* **Raw records**:

++++++++++

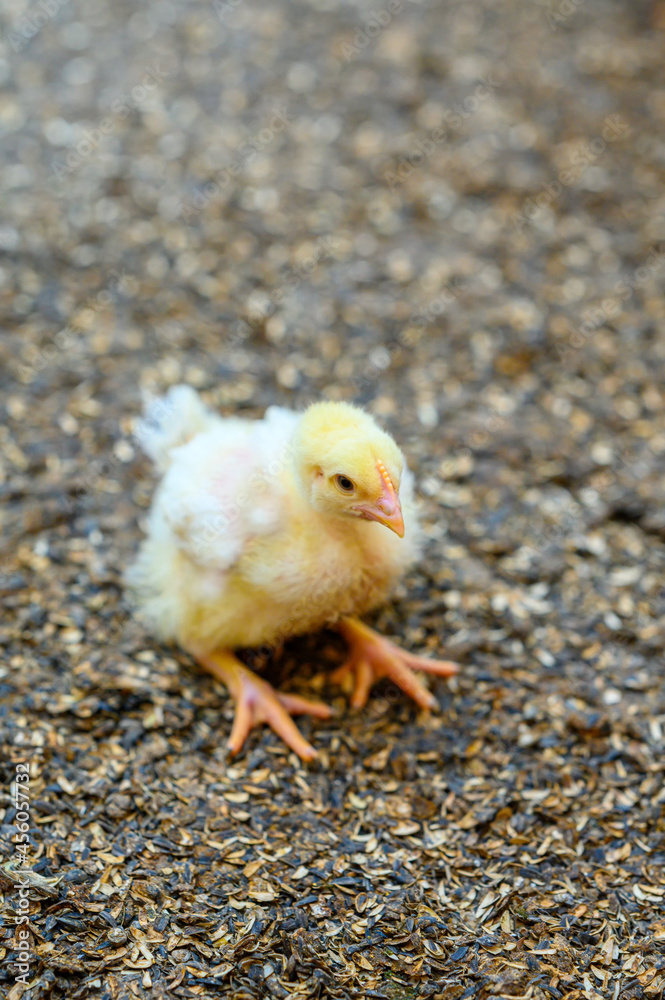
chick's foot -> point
(258, 702)
(372, 657)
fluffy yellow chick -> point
(262, 530)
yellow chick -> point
(266, 529)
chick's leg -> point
(257, 702)
(372, 657)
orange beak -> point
(387, 509)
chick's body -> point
(236, 555)
(262, 530)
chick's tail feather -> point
(170, 421)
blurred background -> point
(452, 213)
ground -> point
(453, 214)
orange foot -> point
(257, 702)
(372, 657)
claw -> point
(373, 657)
(257, 702)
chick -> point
(263, 530)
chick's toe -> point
(372, 657)
(258, 702)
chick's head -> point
(347, 466)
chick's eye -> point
(345, 484)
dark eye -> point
(345, 484)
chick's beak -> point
(387, 508)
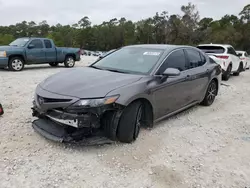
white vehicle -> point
(226, 57)
(245, 58)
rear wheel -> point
(227, 74)
(240, 69)
(130, 123)
(16, 64)
(53, 64)
(210, 94)
(69, 62)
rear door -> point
(36, 54)
(197, 74)
(50, 51)
(235, 58)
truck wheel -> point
(16, 64)
(69, 62)
(130, 123)
(54, 64)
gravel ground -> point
(202, 147)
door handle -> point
(188, 77)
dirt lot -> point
(202, 147)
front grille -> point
(51, 100)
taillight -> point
(222, 56)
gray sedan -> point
(132, 87)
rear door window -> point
(47, 44)
(211, 60)
(37, 43)
(231, 51)
(176, 60)
(212, 49)
(194, 58)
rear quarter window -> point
(212, 49)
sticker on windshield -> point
(152, 53)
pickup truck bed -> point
(27, 51)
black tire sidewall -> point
(205, 102)
(10, 64)
(126, 128)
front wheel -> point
(53, 64)
(16, 64)
(130, 123)
(227, 73)
(210, 94)
(69, 62)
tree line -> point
(185, 28)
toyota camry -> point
(115, 96)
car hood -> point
(87, 82)
(10, 48)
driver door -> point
(173, 93)
(35, 52)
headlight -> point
(3, 54)
(95, 102)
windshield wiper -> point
(114, 70)
(96, 67)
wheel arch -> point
(17, 55)
(217, 84)
(148, 110)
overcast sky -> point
(71, 11)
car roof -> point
(219, 45)
(241, 51)
(34, 38)
(166, 47)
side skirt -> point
(176, 112)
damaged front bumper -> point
(64, 126)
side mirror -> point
(171, 72)
(30, 46)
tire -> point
(69, 62)
(240, 69)
(53, 64)
(109, 126)
(16, 64)
(227, 74)
(130, 123)
(210, 94)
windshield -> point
(20, 42)
(212, 49)
(130, 60)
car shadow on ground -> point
(33, 68)
(97, 142)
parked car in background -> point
(245, 58)
(134, 86)
(226, 57)
(27, 51)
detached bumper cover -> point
(58, 133)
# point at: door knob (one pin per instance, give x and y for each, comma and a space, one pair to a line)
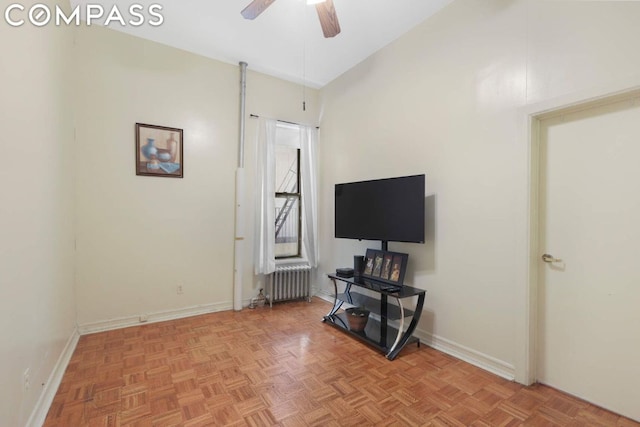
550, 258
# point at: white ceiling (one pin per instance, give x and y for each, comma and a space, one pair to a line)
286, 40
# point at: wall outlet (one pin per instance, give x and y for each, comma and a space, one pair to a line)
26, 377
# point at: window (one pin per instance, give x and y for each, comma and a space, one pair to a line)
288, 212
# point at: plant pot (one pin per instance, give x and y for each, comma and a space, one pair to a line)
357, 318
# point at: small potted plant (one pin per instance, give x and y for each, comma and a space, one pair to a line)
357, 318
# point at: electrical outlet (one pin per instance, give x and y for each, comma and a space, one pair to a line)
27, 379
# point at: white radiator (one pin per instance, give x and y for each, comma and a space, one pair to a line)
290, 282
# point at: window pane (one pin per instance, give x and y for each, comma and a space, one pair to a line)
286, 169
287, 226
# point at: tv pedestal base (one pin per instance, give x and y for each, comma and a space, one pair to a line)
379, 334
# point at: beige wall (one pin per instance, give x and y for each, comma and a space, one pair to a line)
448, 100
139, 238
37, 308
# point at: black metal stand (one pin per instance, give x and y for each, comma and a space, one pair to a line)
378, 333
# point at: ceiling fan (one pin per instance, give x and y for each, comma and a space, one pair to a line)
326, 14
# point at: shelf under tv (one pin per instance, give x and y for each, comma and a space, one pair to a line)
378, 333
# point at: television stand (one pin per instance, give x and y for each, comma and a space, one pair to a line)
378, 333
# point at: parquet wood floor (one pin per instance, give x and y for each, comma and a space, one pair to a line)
284, 367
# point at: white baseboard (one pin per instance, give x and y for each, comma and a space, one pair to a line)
50, 389
124, 322
469, 355
459, 351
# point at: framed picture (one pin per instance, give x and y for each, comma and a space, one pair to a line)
159, 151
388, 267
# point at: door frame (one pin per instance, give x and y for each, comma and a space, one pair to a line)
532, 115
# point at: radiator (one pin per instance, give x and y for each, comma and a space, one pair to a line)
290, 282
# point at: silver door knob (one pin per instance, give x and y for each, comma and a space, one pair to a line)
550, 258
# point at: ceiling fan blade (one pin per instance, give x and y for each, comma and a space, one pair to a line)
328, 18
255, 8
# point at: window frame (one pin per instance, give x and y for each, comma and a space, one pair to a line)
298, 196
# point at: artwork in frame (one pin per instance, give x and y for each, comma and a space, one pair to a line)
388, 267
159, 151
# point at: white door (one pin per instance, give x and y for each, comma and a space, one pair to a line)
589, 302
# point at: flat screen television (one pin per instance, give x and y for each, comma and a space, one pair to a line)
390, 209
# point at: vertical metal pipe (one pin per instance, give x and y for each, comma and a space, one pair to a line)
239, 212
243, 98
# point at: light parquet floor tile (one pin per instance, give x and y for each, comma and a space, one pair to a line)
281, 366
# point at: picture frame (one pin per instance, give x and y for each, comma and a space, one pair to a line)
385, 266
159, 151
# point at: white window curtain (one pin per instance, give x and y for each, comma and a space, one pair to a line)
264, 246
309, 178
265, 239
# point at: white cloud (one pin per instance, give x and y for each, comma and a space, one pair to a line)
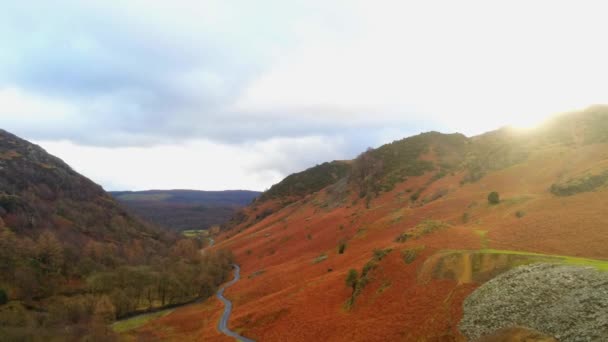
469, 65
197, 164
213, 94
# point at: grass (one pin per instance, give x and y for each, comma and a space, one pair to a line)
193, 233
137, 321
483, 235
422, 229
600, 265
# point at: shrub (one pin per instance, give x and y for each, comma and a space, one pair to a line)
493, 198
320, 258
583, 184
424, 228
379, 254
341, 247
3, 297
465, 217
351, 278
410, 255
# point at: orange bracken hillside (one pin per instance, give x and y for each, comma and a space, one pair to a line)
413, 219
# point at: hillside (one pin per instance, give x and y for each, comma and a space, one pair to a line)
390, 248
185, 209
73, 260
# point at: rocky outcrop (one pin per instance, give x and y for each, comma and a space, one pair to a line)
567, 302
517, 334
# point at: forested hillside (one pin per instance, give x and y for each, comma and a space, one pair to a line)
72, 260
185, 209
391, 247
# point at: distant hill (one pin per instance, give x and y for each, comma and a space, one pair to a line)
39, 192
388, 246
72, 259
185, 209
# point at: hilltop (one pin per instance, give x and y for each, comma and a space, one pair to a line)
72, 260
185, 209
389, 245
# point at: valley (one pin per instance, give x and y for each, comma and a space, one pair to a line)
419, 245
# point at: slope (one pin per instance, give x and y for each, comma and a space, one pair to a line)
185, 209
72, 259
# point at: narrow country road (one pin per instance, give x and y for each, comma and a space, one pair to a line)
223, 324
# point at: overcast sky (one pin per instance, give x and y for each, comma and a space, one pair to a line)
238, 94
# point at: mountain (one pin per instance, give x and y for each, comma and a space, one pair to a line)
72, 260
40, 192
388, 246
185, 209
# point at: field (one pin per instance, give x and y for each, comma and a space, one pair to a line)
293, 276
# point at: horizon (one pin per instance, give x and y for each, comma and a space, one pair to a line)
210, 95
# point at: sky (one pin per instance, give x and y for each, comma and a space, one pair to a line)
237, 94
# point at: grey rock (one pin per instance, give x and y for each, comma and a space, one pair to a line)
567, 302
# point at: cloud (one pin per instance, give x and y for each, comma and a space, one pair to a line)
197, 164
291, 83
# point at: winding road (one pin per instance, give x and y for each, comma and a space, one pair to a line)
223, 324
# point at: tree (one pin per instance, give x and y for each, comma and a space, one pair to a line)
341, 247
49, 252
3, 297
493, 198
104, 311
351, 279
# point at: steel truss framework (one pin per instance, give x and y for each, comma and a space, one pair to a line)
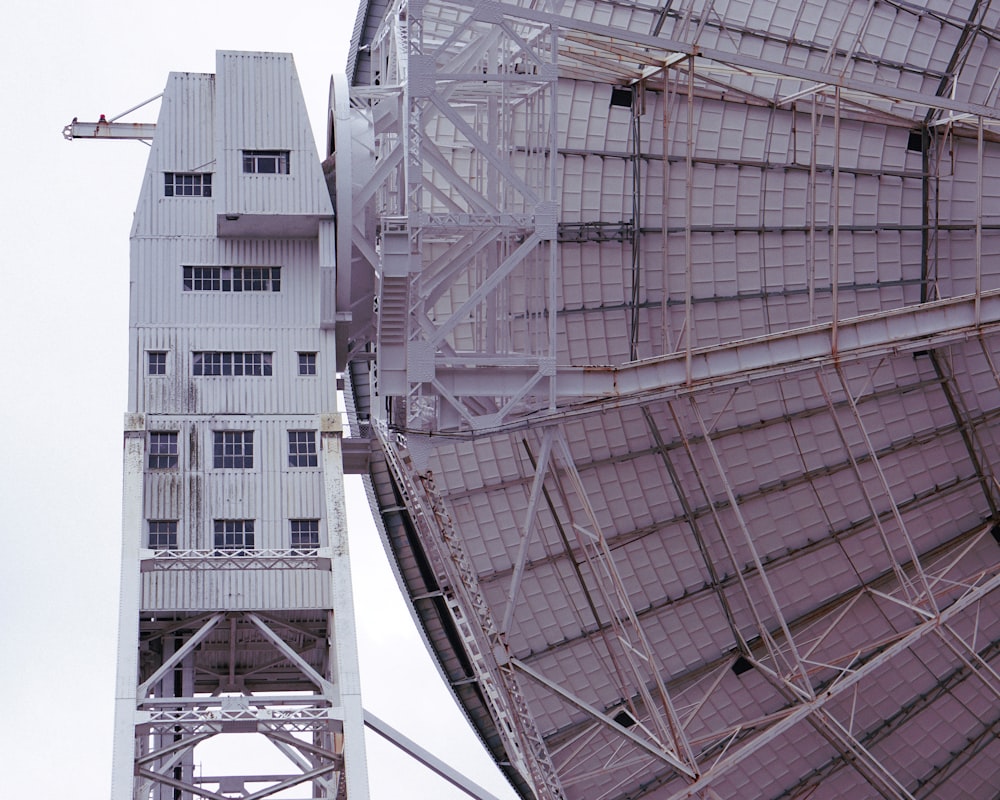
284, 675
675, 681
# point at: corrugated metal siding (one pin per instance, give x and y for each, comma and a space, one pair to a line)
259, 106
184, 142
271, 493
249, 84
266, 590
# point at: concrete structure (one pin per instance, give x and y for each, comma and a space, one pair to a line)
236, 611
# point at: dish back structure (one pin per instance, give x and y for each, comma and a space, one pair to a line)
677, 327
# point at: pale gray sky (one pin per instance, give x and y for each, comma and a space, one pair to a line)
66, 209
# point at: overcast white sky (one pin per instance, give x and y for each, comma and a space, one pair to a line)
66, 209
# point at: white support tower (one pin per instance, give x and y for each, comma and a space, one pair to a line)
677, 325
236, 611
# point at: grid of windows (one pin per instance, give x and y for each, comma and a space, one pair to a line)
162, 450
156, 362
233, 450
307, 363
162, 534
218, 363
233, 536
305, 534
232, 279
265, 162
302, 449
187, 184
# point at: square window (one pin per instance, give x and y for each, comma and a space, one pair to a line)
162, 450
233, 537
302, 449
162, 534
233, 450
307, 363
305, 534
156, 362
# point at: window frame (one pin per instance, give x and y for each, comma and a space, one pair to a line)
232, 363
308, 363
230, 279
242, 528
232, 449
297, 529
253, 160
156, 362
170, 532
191, 184
301, 448
158, 458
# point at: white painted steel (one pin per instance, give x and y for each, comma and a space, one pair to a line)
711, 428
218, 637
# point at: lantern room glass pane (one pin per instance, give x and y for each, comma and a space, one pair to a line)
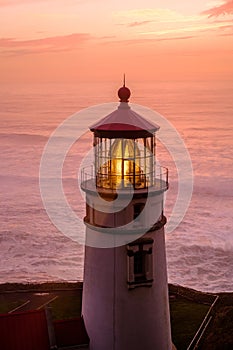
121, 163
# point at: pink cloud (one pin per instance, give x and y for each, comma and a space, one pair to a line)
49, 44
225, 9
136, 24
147, 40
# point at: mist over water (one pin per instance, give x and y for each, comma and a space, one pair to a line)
199, 251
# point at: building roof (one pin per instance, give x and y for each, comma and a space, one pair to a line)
124, 122
24, 331
29, 331
70, 332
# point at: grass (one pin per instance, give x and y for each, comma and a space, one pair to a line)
186, 318
188, 309
7, 304
67, 305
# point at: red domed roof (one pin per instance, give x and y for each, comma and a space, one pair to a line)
124, 94
124, 122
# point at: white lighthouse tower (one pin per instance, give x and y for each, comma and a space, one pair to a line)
125, 294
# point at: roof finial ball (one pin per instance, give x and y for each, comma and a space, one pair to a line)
124, 93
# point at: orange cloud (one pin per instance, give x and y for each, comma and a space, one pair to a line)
50, 44
136, 24
225, 9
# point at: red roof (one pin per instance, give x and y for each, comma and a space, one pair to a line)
24, 331
124, 120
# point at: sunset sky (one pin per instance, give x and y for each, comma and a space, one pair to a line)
88, 40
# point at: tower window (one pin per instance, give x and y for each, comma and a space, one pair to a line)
140, 266
140, 263
138, 208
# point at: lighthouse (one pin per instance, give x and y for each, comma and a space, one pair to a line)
125, 293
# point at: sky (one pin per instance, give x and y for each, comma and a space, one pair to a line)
92, 40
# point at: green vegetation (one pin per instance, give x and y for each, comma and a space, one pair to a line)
186, 318
219, 335
188, 309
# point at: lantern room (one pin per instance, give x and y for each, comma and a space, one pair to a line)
125, 148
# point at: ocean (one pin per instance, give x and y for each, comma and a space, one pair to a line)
199, 250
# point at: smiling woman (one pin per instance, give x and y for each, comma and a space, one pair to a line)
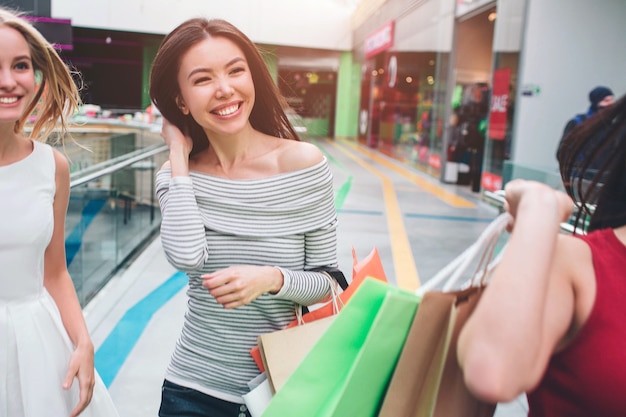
44, 342
247, 212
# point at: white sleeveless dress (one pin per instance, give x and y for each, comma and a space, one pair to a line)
35, 348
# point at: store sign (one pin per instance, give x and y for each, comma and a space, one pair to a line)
380, 40
499, 104
491, 182
392, 71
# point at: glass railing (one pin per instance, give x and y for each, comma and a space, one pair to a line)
113, 212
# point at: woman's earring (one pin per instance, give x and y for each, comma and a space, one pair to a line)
181, 106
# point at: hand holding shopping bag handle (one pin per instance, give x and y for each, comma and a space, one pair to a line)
427, 381
481, 249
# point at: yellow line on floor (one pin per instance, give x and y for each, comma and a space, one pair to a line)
403, 261
439, 192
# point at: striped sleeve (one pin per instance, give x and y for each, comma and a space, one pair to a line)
182, 230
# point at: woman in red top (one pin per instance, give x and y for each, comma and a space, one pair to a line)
552, 322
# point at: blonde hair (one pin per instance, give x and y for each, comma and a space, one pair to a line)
57, 97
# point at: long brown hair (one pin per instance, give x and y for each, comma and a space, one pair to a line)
268, 114
57, 97
593, 167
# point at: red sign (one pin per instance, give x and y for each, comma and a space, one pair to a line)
491, 182
499, 104
434, 161
380, 40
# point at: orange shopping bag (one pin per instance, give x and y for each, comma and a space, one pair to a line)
370, 266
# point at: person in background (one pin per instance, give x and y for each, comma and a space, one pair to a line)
44, 342
551, 322
247, 212
599, 98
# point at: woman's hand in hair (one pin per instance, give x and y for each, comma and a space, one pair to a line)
180, 147
175, 139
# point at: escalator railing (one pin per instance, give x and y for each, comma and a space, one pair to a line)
112, 213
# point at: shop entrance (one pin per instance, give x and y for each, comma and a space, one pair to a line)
470, 98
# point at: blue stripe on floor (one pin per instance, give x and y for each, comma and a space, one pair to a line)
368, 212
452, 218
117, 346
74, 239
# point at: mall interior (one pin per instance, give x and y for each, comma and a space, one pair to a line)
381, 85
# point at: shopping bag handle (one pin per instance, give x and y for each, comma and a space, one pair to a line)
484, 245
337, 302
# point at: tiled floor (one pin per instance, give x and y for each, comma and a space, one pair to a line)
417, 223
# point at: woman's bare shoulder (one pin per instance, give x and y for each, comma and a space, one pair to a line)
297, 155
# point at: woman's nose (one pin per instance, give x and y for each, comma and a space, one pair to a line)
224, 89
7, 81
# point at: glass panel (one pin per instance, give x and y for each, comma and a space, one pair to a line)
110, 217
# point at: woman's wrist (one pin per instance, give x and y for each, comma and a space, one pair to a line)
278, 280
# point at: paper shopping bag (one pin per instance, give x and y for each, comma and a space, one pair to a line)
347, 371
259, 396
282, 351
428, 381
370, 266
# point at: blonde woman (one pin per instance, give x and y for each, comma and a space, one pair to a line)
46, 353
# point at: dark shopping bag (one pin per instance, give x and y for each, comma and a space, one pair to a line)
370, 266
428, 381
347, 371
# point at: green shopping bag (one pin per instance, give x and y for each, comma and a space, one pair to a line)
347, 371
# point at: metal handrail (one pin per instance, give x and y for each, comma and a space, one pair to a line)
123, 162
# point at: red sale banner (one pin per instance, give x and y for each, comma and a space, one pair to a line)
499, 104
491, 182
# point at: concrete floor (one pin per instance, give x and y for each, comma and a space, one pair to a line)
417, 224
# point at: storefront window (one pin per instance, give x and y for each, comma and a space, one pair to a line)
312, 94
402, 105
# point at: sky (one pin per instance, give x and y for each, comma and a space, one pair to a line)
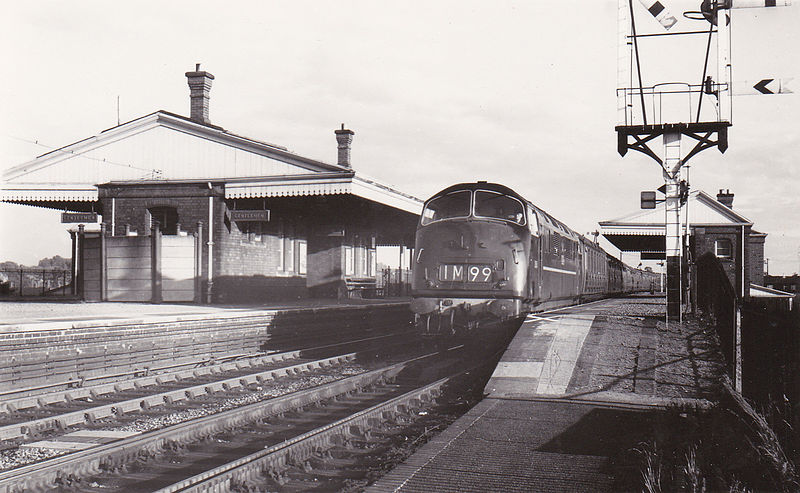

++++++++++

Extract every line of the material that contains the word "rear", and copy each one in full.

* **Result**:
rear wheel -> point
rear door -> point
rear door window -> point
rear quarter window -> point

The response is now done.